#### Problem requirements
Gather and copy every line in the rows below that contains the string "wall". Case counts when matching.

Recorded data:
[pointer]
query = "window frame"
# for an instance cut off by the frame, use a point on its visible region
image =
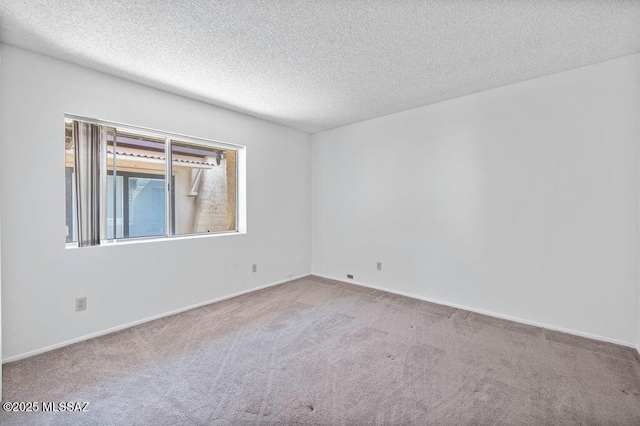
(170, 138)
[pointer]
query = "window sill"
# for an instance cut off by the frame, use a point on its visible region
(143, 240)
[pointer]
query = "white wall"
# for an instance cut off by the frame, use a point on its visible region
(520, 201)
(126, 283)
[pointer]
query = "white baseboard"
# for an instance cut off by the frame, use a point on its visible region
(489, 313)
(142, 321)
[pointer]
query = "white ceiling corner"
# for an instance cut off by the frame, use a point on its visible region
(317, 65)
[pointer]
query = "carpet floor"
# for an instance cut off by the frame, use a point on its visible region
(321, 352)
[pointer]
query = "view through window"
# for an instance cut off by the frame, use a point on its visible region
(136, 199)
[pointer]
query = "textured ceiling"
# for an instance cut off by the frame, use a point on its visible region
(316, 65)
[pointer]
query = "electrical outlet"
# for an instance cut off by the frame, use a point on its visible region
(81, 304)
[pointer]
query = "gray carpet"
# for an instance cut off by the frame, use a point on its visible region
(315, 351)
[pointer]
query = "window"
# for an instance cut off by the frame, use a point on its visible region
(117, 187)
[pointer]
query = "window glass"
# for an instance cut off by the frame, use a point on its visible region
(136, 200)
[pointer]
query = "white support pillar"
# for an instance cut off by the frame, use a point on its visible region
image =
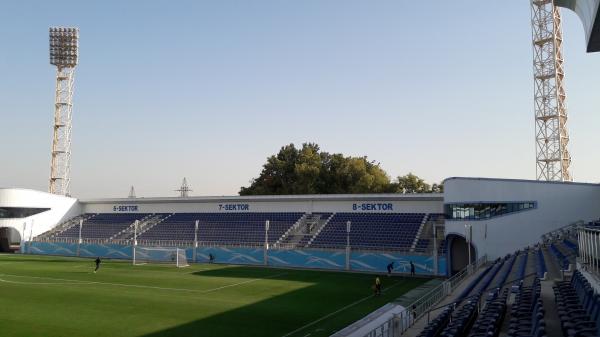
(435, 256)
(22, 248)
(266, 248)
(30, 236)
(348, 229)
(80, 240)
(196, 241)
(134, 239)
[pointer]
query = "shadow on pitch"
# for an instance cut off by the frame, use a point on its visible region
(324, 293)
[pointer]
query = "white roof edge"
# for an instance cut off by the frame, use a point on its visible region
(521, 180)
(259, 198)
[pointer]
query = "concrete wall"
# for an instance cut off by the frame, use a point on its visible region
(375, 262)
(357, 203)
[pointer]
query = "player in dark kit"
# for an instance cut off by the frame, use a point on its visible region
(390, 267)
(97, 264)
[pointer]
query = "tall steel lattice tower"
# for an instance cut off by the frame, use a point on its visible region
(551, 135)
(64, 45)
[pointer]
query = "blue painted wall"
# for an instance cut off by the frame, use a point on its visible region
(305, 258)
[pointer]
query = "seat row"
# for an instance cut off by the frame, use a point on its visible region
(490, 318)
(527, 313)
(578, 307)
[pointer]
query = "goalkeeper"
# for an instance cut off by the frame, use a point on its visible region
(98, 261)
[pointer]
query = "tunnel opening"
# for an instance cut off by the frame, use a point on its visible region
(10, 240)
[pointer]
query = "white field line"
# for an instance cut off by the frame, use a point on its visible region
(337, 311)
(42, 283)
(81, 282)
(245, 282)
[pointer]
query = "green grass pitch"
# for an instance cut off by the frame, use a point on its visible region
(60, 296)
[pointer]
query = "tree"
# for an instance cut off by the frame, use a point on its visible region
(410, 183)
(311, 171)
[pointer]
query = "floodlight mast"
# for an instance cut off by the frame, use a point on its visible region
(64, 54)
(553, 160)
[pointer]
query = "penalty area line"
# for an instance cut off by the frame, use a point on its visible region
(337, 311)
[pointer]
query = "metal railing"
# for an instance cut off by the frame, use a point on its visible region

#### Task output
query = "white wall"
query = "concrete wall"
query = "blue painted wall"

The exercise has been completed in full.